America’s firefighters mostly do not fight fires

In sunnyvale, a city in Silicon Valley, police officers sometimes transform into firefighters before your eyes. All public-safety officers are trained as both cops and firefighters. Cops may arrive at an incident as a police officer and realise that a firefighter is needed instead. So they strip down to their underpants (sometimes in the middle of the street), and jump into the fire kit stored in the boot of their patrol car. When they are done, they change back into their police uniform.

This is not just a money-saving initiative, though it is that. The number of blazes that require a 911 call has decreased greatly in America over the past four decades. According to the National Fire Protection Association (NFPA), a non-profit, there were 13 fires per 1,000 people in 1980. By 2021 the rate had decreased more than threefold (see chart). The decline is marked in homes and commercial buildings alike.

Smoke alarms deserve much of the credit, says Lorraine Carli of NFPA. Regulatory and technical developments have also helped. Building codes require fire exits, cigarette lighters are rarer and childproof. Despite memes about electric vehicles bursting into flame, cars are less likely to catch fire.

This is an improvement for Americans, and a conundrum for firefighters. In 1980 American fire departments received about 11m calls, 3m of which were about fires. But of the 36m calls in 2020, only 1.4m were for fires. This does not mean firefighters are idle. They must perform medical and rescue services, such as providing first aid and responding to calls about emotionally disturbed people.

But there is a mismatch between the way the job is pitched by recruiters—with pictures of muscular firefighters carrying people out of burning buildings—and what the job actually is, says Steven Knight of Fitch & Associates, a consultancy. For firefighters who imagined themselves combating blazes, this risks causing job dissatisfaction and burn-out, he says. “It’s like sending a plumber to do an electrician’s job,” adds Andrés Mercado, a fire chief in Santa Fe, New Mexico.

Mr Mercado also points to the physical requirements needed to become a firefighter. Applicants may be asked to climb a 24-foot (7m) ladder, and drag a 120-pound (54kg) tyre for 50 feet. Mr Mercado says this prevents many people who could be good medics from qualifying. It may also put off women (only 5% of paid firefighters in America are female).

For American city-dwellers, a large red fire engine screaming down the streets with lights flashing is a common sight. Yet although the firefighters that leap from the engine may don fire gear, there is often no blaze in sight. A grand-jury report in Orange County, California, found that fire departments responding to health-emergency calls would often dispatch a fire engine with four firefighters and an ambulance with two emergency medical technicians.

▶ Material provided:
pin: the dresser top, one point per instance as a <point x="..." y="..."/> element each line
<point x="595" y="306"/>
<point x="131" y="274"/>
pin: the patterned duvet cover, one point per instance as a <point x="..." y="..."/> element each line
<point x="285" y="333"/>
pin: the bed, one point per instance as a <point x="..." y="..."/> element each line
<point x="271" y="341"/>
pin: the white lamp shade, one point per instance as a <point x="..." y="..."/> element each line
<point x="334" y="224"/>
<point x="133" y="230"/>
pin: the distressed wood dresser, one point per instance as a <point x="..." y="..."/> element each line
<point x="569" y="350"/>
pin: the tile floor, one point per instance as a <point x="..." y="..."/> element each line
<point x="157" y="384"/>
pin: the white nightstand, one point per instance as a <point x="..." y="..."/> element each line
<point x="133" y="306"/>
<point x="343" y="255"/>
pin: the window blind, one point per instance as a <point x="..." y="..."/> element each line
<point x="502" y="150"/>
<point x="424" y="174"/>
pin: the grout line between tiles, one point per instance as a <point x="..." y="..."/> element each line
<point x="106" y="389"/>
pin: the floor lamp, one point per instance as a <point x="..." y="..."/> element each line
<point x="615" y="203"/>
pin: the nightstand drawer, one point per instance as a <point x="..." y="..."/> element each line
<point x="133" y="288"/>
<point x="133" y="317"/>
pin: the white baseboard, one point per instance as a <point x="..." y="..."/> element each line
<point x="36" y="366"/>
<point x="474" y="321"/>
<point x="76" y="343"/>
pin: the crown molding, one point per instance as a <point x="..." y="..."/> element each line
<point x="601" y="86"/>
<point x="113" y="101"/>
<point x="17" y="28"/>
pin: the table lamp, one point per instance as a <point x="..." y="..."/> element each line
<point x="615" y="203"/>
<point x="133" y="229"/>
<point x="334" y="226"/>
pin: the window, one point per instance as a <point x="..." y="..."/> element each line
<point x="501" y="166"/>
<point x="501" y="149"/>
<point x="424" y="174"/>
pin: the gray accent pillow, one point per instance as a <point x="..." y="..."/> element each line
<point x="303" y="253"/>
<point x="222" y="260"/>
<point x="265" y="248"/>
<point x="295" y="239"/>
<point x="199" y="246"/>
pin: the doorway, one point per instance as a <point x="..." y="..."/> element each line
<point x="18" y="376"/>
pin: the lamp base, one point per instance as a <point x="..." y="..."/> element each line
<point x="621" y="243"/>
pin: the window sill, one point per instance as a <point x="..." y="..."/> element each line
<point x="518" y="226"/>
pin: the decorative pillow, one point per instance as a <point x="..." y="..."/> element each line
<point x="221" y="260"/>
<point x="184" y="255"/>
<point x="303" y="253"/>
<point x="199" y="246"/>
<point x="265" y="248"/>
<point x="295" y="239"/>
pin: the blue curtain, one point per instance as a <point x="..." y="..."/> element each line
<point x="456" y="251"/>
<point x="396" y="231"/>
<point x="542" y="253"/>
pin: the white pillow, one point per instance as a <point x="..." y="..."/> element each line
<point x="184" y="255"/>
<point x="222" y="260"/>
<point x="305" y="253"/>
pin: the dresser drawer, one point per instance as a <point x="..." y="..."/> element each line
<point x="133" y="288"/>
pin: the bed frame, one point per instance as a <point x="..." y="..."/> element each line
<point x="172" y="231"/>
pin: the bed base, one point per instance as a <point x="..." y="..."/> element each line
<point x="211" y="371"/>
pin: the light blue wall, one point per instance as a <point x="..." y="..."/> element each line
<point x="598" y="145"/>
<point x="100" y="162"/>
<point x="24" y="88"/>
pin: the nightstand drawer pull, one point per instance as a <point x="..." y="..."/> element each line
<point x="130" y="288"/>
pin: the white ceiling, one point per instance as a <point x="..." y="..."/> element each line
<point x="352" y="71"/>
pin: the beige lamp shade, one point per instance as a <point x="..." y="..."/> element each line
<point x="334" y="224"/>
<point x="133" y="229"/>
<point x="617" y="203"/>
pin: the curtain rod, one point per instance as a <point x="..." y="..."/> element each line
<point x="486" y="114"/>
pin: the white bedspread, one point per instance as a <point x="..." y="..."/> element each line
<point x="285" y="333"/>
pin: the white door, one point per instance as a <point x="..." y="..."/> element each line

▶ Aim of the task: Pick up the article on America's firefighters after its last sentence and continue it.

▶ Response:
This is “dangerous and costly” the report says. Fire engines can cost up to $1m, while a fully equipped medical vehicle could cost less than $200,000. The engines are also difficult to manoeuvre through city streets, owing to their magnificent size and weight (up to 60,000 pounds), and using them can increase response times.

Even when there are fires to fight, their nature is often different from the past. Having been flat for almost 20 years, the rate of civilian deaths by fire has recently ticked up a bit. Ms Carli blames certain features of modern homes: open-floor plans and plenty of synthetic materials. “We used to say you had eight to ten minutes [to get out] from the time a smoke alarm went off,” says Ms Carli. “Today you could have as little as two minutes because of the contents in your home that burn so much quicker.”

Wildfires have also become a greater danger. Lori Moore-Merrell, the administrator of the US Fire Administration, says that almost one-third of America’s population now lives in areas at risk of wildfires. This requires a different type of training. Firefighters are typically taught to extinguish fires within one structure; wildfires often consume many. Different equipment is also needed. Wildland fire engines must be able to traverse rugged terrain and hold more water.

Sunnyvale’s costume-changing officers point to one way forward. The city sends only two firefighters on each dispatched engine; police officers fill in the gaps. Sunnyvale devotes about 10% of its budget to firefighting; around half the share of other cities in the same county. And instead of employing a chief for fire and one for policing, one city worker fills both roles.